Sayfa alıntısı:
_ _ _ _ _

MAZLUMDER'in 19 Mart’ta yarın yapmayı planladığı Olağan Üstü Genel Kurul toplantısına bazı şubeler katılmama kararı aldı.

Kongrenin usulsüz bir şekilde yapıldığını yazılı olarak duyuran MAZLUMDER'in bazı şubeleri, Mayıs 2016 yılında yapılması gereken kongrenin yapıldığını ve yarın yapılması düşünülen kongreye katılmayacaklarını duyurdu.

_ _ _ _ _

Alıştırma yönergesi:
Lütfen MAZLUMDER haberinde "MAZLUMDER'in 19 Mart’ta" ifadesinden başlayıp "kongreye katılmayacaklarını duyurdu." ifadesine kadar uzanan bölümün tamamını hiç değiştirmeden yeniden yazın. Aşağıdaki listenin MAZLUMDER haberiyle hiçbir ilgisi yoktur.

Veri satırları:
_ _ _ _ _

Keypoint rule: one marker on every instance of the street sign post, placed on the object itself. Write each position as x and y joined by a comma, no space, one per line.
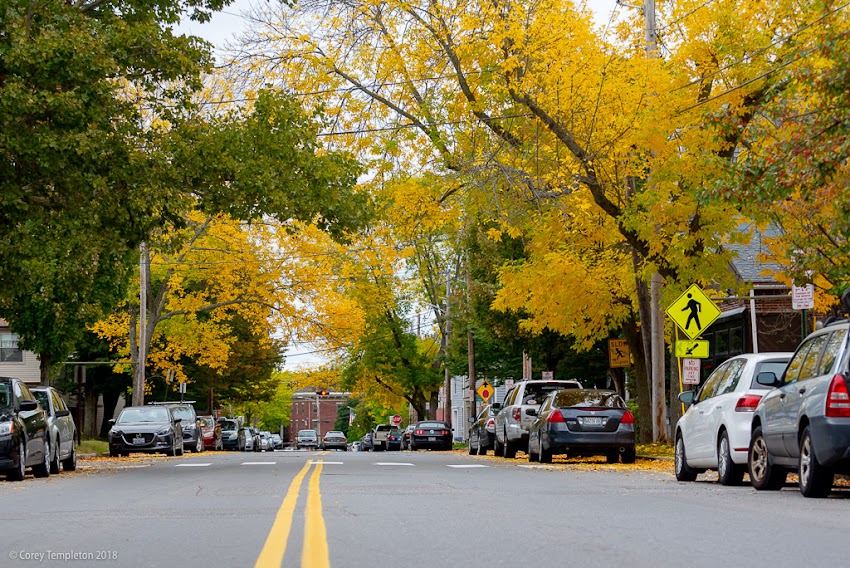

_ _ _ _ _

Cevap:
MAZLUMDER'in 19 Mart’ta yarın yapmayı planladığı Olağan Üstü Genel Kurul toplantısına bazı şubeler katılmama kararı aldı.

Kongrenin usulsüz bir şekilde yapıldığını yazılı olarak duyuran MAZLUMDER'in bazı şubeleri, Mayıs 2016 yılında yapılması gereken kongrenin yapıldığını ve yarın yapılması düşünülen kongreye katılmayacaklarını duyurdu.